## Work request
Reproduce all of the data exactly.

:::

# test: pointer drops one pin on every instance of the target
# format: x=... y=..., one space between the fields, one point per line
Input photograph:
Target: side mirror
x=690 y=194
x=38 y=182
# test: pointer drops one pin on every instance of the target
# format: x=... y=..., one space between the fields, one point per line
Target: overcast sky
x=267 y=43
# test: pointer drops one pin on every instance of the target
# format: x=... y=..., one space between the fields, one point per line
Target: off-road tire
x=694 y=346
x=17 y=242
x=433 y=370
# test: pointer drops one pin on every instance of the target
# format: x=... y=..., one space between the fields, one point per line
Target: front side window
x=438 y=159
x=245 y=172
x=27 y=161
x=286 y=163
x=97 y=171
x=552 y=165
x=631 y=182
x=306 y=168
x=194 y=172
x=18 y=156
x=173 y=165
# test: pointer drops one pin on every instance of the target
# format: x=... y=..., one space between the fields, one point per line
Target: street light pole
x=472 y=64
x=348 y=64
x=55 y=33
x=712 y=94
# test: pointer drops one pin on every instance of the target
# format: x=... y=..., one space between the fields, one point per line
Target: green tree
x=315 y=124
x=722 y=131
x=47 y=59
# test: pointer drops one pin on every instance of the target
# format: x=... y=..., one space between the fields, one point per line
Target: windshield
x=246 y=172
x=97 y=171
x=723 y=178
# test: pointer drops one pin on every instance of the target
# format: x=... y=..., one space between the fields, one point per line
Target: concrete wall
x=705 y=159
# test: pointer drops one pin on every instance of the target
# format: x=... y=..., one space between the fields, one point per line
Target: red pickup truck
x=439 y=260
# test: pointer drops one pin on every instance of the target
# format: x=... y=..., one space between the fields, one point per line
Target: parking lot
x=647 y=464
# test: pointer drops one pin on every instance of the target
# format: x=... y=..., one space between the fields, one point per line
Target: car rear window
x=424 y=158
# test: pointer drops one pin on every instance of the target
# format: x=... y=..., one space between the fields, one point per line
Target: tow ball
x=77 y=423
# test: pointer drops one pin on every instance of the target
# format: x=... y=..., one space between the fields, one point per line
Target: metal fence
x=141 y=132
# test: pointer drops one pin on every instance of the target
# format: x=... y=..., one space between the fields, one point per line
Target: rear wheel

:::

## Output
# test: pointer drops one pin on every instance of the target
# format: x=... y=..., one space between the fields, one point per line
Input photograph:
Target: side mirror
x=690 y=194
x=38 y=182
# test: pointer drops one pin on every instance of the target
# format: x=... y=..., one space between the fields, one point per line
Target: overcast sky
x=267 y=43
# test: pointer drops one pin on every instance of the target
# format: x=... y=..., one space between the fields, one point per line
Target: off-road tire
x=694 y=346
x=17 y=242
x=433 y=370
# test: pointer drops one pin on every instance of the target
# format: x=... y=..., one space between the fields, one point per line
Target: front side window
x=438 y=159
x=245 y=172
x=27 y=161
x=286 y=163
x=97 y=171
x=552 y=165
x=631 y=182
x=306 y=168
x=194 y=172
x=18 y=156
x=173 y=165
# test: pointer drops one pin on every instance of the target
# format: x=... y=..., one space between the fields, one point per line
Target: street light pole
x=472 y=64
x=348 y=64
x=55 y=33
x=712 y=94
# test: pointer drops one pin on every instance of the target
# format: x=... y=..., one space between the fields, one point per line
Target: green tree
x=315 y=124
x=722 y=131
x=47 y=59
# test: pointer drops one pin on every instance of the target
# format: x=... y=..., one space between the fields, one point per line
Target: windshield
x=246 y=172
x=97 y=171
x=723 y=178
# test: pointer drops one pin on every instance of the target
# format: x=... y=..., one space between the fields, one point per line
Target: concrete wall
x=705 y=159
# test: pointer drops one pin on every instance of the target
# format: x=... y=..., one space between the fields, one point per line
Target: red pickup truck
x=439 y=260
# test: pointer drops one pin on every instance of the target
# format: x=... y=..., one space between the fields, one point per line
Target: parking lot
x=647 y=464
# test: pointer drops one pin on every instance of the target
# format: x=... y=..., one space between the fields, one point per line
Target: car rear window
x=424 y=158
# test: pointer drops one pin on every instance of the target
# format: x=... y=..., one space between the fields, one point per line
Target: tow ball
x=77 y=423
# test: pointer drops one pin on every instance of the target
# format: x=... y=..., one space between the fields, one point per line
Target: metal fence
x=141 y=132
# test: pointer drops one pin on every instance of the target
# format: x=... y=..., one space between the fields, one point per line
Target: rear wheel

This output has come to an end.